(Dataset entries)
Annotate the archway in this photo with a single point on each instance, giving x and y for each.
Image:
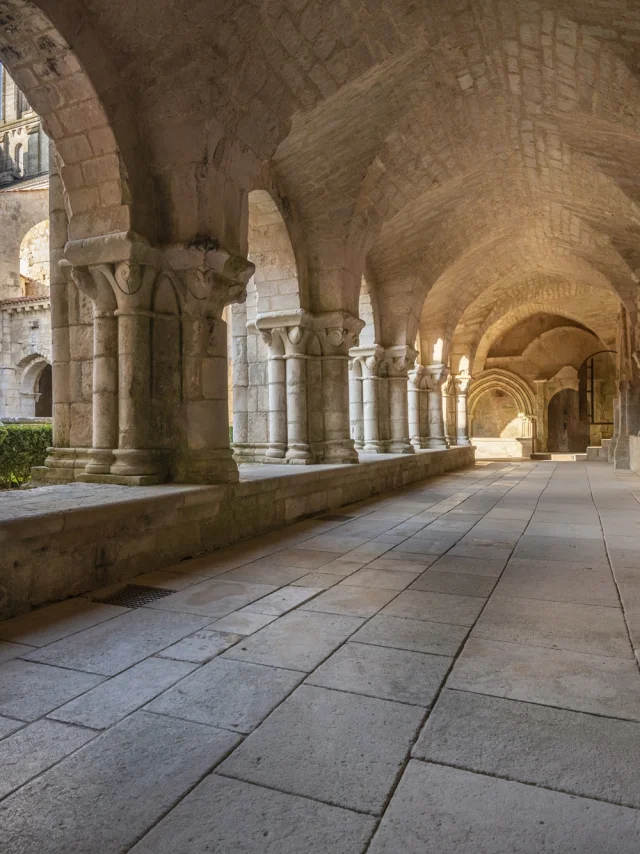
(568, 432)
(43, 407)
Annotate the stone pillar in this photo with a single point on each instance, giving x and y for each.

--

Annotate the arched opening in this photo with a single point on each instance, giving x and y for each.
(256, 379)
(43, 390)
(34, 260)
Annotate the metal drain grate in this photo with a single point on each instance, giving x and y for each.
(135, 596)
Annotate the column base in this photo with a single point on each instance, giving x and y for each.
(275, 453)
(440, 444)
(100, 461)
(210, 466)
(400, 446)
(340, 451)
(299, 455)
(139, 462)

---

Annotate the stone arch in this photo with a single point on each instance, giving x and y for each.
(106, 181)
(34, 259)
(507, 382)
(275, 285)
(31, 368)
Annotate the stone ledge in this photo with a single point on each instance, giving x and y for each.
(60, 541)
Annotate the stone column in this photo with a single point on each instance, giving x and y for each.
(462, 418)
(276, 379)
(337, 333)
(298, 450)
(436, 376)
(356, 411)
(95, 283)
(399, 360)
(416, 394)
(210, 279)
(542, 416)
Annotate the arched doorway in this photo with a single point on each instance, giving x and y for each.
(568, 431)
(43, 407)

PROBLEM DESCRIPTION:
Quote the lines above exactly, starting with the one that has "Annotate the archway" and ending with the one that has "Annotate the stone pillar"; drop the pictures and include nothing else.

WRITTEN RESPONSE:
Annotate the archway in this photo with a single point on each instance, giving x and y for each.
Image:
(568, 432)
(43, 407)
Annotate the stone pillar in this photo with a single point on each instance, giving x and y for each.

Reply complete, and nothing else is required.